■ **Records to process**:

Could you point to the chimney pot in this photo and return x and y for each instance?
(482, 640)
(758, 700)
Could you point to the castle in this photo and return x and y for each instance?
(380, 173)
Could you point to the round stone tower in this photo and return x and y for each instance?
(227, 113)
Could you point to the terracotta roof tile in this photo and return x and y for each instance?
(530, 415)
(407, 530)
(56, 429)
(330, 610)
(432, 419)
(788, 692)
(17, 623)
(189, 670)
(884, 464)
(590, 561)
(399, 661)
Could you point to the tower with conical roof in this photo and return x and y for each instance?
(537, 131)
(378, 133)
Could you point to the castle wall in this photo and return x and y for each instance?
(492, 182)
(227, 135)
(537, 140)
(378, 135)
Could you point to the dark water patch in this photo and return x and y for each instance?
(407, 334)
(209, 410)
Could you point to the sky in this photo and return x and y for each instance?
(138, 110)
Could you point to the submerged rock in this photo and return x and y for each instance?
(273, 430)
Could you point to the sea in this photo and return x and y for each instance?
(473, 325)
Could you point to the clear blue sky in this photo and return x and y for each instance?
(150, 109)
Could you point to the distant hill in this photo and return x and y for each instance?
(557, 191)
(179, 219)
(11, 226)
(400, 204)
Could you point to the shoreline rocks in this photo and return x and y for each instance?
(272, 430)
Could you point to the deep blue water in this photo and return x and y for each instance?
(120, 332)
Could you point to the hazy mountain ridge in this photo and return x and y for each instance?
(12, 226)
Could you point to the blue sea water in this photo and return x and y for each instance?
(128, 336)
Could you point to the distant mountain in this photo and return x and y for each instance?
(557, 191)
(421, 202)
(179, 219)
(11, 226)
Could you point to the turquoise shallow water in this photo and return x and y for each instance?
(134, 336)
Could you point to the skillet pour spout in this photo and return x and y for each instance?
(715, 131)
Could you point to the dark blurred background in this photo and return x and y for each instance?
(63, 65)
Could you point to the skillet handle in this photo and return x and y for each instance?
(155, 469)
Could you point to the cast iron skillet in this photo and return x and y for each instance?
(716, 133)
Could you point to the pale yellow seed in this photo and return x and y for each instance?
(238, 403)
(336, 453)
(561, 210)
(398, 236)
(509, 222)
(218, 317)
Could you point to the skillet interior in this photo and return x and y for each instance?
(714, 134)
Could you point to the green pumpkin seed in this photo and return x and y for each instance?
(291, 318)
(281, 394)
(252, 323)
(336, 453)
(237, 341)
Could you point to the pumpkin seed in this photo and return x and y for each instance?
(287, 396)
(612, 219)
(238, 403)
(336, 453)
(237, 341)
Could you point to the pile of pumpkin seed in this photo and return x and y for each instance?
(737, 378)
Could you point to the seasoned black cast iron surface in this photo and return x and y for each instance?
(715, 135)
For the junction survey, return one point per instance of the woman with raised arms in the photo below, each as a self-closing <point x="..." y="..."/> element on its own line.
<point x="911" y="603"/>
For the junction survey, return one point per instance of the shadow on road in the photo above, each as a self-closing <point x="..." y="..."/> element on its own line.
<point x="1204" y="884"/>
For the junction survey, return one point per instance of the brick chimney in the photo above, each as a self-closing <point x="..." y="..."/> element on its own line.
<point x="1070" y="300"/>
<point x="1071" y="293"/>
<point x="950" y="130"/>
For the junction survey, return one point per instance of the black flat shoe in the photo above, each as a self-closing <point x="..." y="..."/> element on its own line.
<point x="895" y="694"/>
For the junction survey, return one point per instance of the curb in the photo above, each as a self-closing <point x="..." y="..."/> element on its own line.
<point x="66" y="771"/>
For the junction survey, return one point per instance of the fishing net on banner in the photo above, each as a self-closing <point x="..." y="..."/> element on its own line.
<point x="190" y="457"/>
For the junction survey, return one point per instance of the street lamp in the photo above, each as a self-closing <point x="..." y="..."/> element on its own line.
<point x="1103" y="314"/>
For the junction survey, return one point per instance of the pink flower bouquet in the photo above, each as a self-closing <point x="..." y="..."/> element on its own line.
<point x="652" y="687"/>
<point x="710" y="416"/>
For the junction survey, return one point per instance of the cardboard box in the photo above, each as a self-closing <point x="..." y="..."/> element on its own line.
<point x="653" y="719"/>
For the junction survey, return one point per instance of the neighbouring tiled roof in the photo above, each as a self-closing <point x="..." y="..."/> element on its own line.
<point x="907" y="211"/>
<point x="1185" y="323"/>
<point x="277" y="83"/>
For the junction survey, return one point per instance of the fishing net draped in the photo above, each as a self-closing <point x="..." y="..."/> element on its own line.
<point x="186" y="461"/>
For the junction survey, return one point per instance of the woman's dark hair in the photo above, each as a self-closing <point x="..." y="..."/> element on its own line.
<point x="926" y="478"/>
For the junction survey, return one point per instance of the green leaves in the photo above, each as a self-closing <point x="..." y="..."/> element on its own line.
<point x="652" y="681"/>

■ **Task to complete**: Return every record above exactly as it appears.

■ **Answer box**:
Could you point to the chimney pot in this photo and return x and y for each instance?
(482, 640)
(758, 700)
Could you point to the castle in this photo and return x and y for each instance?
(380, 173)
Could you point to the round stone tower in this photo and return x and y for each instance?
(227, 113)
Could you point to the terracotta roof tile in this photo and return x and y for each instance?
(530, 415)
(407, 530)
(56, 429)
(330, 610)
(432, 419)
(788, 692)
(17, 623)
(189, 670)
(884, 464)
(590, 561)
(399, 661)
Could you point to the tower with conical roof in this photo and return x and y for each instance?
(537, 131)
(378, 133)
Could you point to the castle wall in this photo and return x and y for each instance?
(492, 182)
(227, 135)
(537, 140)
(378, 135)
Could you point to the dark water patch in this photo and return x and y for each instance?
(407, 334)
(209, 410)
Could you point to the sky in this photo and return x and y for each instance?
(138, 110)
Could you point to the submerged rock in this photo and return x and y for each instance?
(273, 430)
Could you point to the sea in this photo and return x and y for each instance?
(473, 325)
Could you point to the clear blue sky in this photo and return x and y for each instance?
(150, 109)
Could you point to the distant hill in this photo and return x and y for each instance?
(557, 191)
(179, 219)
(11, 226)
(400, 204)
Could you point to the shoreline rocks in this photo and return x and y for each instance?
(272, 430)
Could you point to the deep blue water in this photo and return x and y for each instance?
(120, 332)
Could you point to the hazy mountain ridge in this photo and return x and y for each instance?
(12, 226)
Could you point to the blue sea water in this photo and return x and y for each instance?
(128, 336)
Could you point to the distant mountain in this photo and return x and y for each instance?
(557, 191)
(421, 202)
(179, 219)
(11, 226)
Could you point to the turquoise shallow water in this photo and return x and y for each instance?
(134, 336)
Could you point to the skillet pour spout in this photo and return x and y for each instance?
(715, 131)
Could you point to the dark blurred background in this photo and return x and y for each instance?
(63, 65)
Could you point to the skillet handle in this photo and return x and y for each instance?
(155, 469)
Could you point to the cast iron skillet in this photo and return x and y for each instance?
(716, 133)
Could you point to the pale yellow seed in this photo and return x and y for each instance?
(238, 403)
(336, 453)
(561, 210)
(398, 236)
(509, 222)
(218, 317)
Could you point to the skillet interior in this photo and return x and y for each instance?
(714, 134)
Could you point to the green pumpkin seed in this photo and return x and y for each instance?
(291, 318)
(281, 394)
(252, 323)
(336, 453)
(237, 341)
Could you point to the pumpkin seed in this photo and return x and y for each instance?
(287, 396)
(612, 219)
(238, 403)
(336, 453)
(237, 341)
Could you point to the pile of pumpkin seed in this photo and return x and y for each instance?
(737, 378)
Could you point to the seasoned black cast iron surface in this photo and return x and y for each instance?
(715, 135)
For the junction survey, return one point per instance of the woman with raised arms in the photo below, each as a self-closing <point x="..." y="..."/> element on its own line.
<point x="911" y="603"/>
For the junction survey, return one point per instance of the shadow on road in the photo above, each as a self-closing <point x="..." y="..."/> element on its own line.
<point x="1204" y="884"/>
For the junction survey, return one point per instance of the brick chimney in the photo above, each as a self-closing <point x="..." y="..."/> element on its own line.
<point x="1070" y="300"/>
<point x="1071" y="293"/>
<point x="950" y="130"/>
For the junction survey, return one point per instance of the black flat shoe in the photo above, each as a self-closing <point x="..." y="..."/> element on its own line.
<point x="895" y="694"/>
For the junction survey, return one point per instance of the curb in the photo above, each as a self-closing <point x="..." y="..."/> element on its own line.
<point x="66" y="771"/>
For the junction survey, return one point per instance of the fishing net on banner in the photo above, each as a self-closing <point x="..." y="..."/> element on its own line.
<point x="190" y="457"/>
For the junction survey, return one point per instance of the street lamp in the photo above, each as a self-closing <point x="..." y="..."/> element on its own line.
<point x="1103" y="314"/>
For the junction survey, return one point per instance of the pink flower bouquet in the photo above, each as a self-closing <point x="..." y="..."/> element on its own line.
<point x="652" y="687"/>
<point x="710" y="416"/>
For the junction survey, return one point per instance of the cardboard box in the photo above, each as a self-closing <point x="..." y="..."/> element on its own line.
<point x="653" y="719"/>
For the junction survey, return one point per instance of the neighbouring tiled roof in the photo above, each as a self-closing <point x="..." y="..."/> element on its own line.
<point x="907" y="211"/>
<point x="1185" y="323"/>
<point x="277" y="83"/>
For the junction survey, return one point per instance of the fishing net draped in the photo above, each as a self-closing <point x="..." y="..."/> element on its own line.
<point x="186" y="461"/>
For the junction survey, return one point per instance of the woman's dark hair in the photo above, each as a self-closing <point x="..." y="..."/> element on its own line.
<point x="926" y="478"/>
For the junction survey, return one point per instance of the green leaves in the photo above, each as a self-closing <point x="..." y="..."/> element on its own line.
<point x="652" y="681"/>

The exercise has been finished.